Material provided –

::::::

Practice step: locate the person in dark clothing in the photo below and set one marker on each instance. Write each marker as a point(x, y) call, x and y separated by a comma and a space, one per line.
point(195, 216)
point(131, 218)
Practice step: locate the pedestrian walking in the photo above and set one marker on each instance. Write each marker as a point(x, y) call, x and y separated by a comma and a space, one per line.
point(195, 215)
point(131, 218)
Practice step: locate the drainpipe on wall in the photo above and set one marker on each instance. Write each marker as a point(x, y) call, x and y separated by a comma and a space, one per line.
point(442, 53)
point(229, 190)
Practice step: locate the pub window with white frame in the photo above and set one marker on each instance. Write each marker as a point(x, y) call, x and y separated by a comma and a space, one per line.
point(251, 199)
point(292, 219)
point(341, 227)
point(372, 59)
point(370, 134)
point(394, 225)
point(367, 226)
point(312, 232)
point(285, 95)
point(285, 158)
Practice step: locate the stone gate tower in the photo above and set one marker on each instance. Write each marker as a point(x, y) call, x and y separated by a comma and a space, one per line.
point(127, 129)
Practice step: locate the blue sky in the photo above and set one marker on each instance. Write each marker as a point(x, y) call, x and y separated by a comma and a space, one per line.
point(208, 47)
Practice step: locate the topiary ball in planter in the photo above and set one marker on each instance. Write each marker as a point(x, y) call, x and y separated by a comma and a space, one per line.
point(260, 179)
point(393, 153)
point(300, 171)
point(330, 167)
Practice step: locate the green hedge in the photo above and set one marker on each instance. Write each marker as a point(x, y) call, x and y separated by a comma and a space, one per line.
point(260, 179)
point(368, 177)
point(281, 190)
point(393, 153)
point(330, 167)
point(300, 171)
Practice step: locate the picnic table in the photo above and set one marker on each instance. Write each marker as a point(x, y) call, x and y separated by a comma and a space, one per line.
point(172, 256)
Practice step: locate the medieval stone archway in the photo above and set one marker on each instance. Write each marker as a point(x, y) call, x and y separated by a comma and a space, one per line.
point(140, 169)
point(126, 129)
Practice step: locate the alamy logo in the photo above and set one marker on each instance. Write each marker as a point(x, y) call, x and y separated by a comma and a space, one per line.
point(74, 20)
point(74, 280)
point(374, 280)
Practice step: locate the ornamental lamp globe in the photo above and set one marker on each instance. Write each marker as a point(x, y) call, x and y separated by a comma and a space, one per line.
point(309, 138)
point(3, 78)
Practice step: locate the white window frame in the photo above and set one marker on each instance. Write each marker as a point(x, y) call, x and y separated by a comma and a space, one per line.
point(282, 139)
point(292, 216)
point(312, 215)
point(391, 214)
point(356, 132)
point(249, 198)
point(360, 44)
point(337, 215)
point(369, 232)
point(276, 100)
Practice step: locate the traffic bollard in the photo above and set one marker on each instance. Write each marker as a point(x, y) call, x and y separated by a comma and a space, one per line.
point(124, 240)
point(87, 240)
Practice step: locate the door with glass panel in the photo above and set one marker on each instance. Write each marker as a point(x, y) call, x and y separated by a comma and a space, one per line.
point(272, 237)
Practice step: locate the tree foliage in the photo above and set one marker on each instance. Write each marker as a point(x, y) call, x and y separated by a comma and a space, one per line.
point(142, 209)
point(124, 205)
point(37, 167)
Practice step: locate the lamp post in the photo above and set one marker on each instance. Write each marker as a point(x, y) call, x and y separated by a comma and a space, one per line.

::::::

What to work on –
Would you transcribe the records above exactly, leaving nothing out?

Answer space –
Practice step: locate the person in dark clothing in the photo below and set one marker on each instance. Write each marker as a point(x, y) call, x and y separated by a comma and a space, one per line.
point(195, 216)
point(131, 218)
Practice step: locate the pedestrian walking in the photo above and set one marker on each instance. Write each marker as a point(x, y) call, x and y separated by a comma and a space, one per line.
point(195, 215)
point(131, 218)
Practice step: locate the drainpipe on wall in the photo above and set one marker on each instance. Write each marker as a point(x, y) call, x and y separated by a comma and a space, one per line.
point(442, 53)
point(229, 190)
Practice step: locate the pub window with white frame in the photo above and set one marker on each instance. Write each marker as a point(x, y) call, x and y separated by a comma and a space, one per line.
point(251, 199)
point(292, 219)
point(341, 227)
point(372, 59)
point(370, 134)
point(394, 225)
point(367, 226)
point(312, 232)
point(285, 95)
point(285, 158)
Practice step: locate the stone gate tower in the photo above and set one marker on each instance. Write each marker as a point(x, y) call, x and y separated by a comma and a space, one per line.
point(127, 129)
Practice step: locate the blue sky in the photo above and set one marker on each instance. Write each marker as a point(x, y) call, x and y separated by a comma and a space, one per line.
point(208, 47)
Practice step: locate the topiary ball in planter in the photo above and set one marker on each instance. Write each marker as a point(x, y) call, x and y separated by a comma and a space, one per line.
point(260, 179)
point(393, 153)
point(300, 171)
point(330, 167)
Practice step: locate the green hedge in the photo above and set one marker on each instance. Write each marker as a point(x, y) call, x and y separated by a comma and a space, one per line.
point(260, 179)
point(368, 177)
point(281, 190)
point(393, 153)
point(330, 167)
point(300, 171)
Practice step: locate the picnic table in the photo above and set one marker on each instance. Write each marker as a point(x, y) call, x and y separated by a comma and a space, one per line.
point(172, 256)
Practice step: locate the medieval stone archway in the photo above and set one marker on each instance. Write each marker as a point(x, y) call, x and y separated by a comma and a space, one per line.
point(140, 169)
point(126, 129)
Practice step: locate the alamy logo in the photo above and set one marker on each instance. Write each marker as a point(x, y) call, x and y separated by a comma and a space, one per line.
point(74, 20)
point(74, 280)
point(374, 280)
Practice step: locate the ornamental lamp globe in the photo above and set one marker on each instance. Write each marker as a point(x, y) call, x and y separated by a comma and a space, one per line.
point(309, 138)
point(3, 78)
Practice step: locate the white window frame in the photo above and set one marker on each instance. Write each marker as a point(x, y) call, x and y separated by a comma and a space, one per line.
point(282, 139)
point(292, 216)
point(312, 215)
point(391, 214)
point(356, 132)
point(249, 198)
point(360, 44)
point(337, 215)
point(369, 232)
point(276, 100)
Practice step: locate the traffic bollard in the photo above and set one marker on each instance. Write each marker as a point(x, y) call, x and y separated by a comma and a space, one per line.
point(124, 240)
point(87, 240)
Practice step: locate the door with glass panel in the photo above and set one marker on each instance. Write each marker as a point(x, y) call, x and y separated by a comma and a space, one per line.
point(272, 237)
Practice step: locate the tree foliage in the photo above and set one marker on each instance. Write each marker as a point(x, y) call, x and y separated by a comma and a space, one per line.
point(142, 209)
point(124, 205)
point(37, 167)
Practice step: locate the lamp post in the photo above and set one marker on each instance. Write each marker as a point(x, y) call, x and y separated by a comma and a space, one per line.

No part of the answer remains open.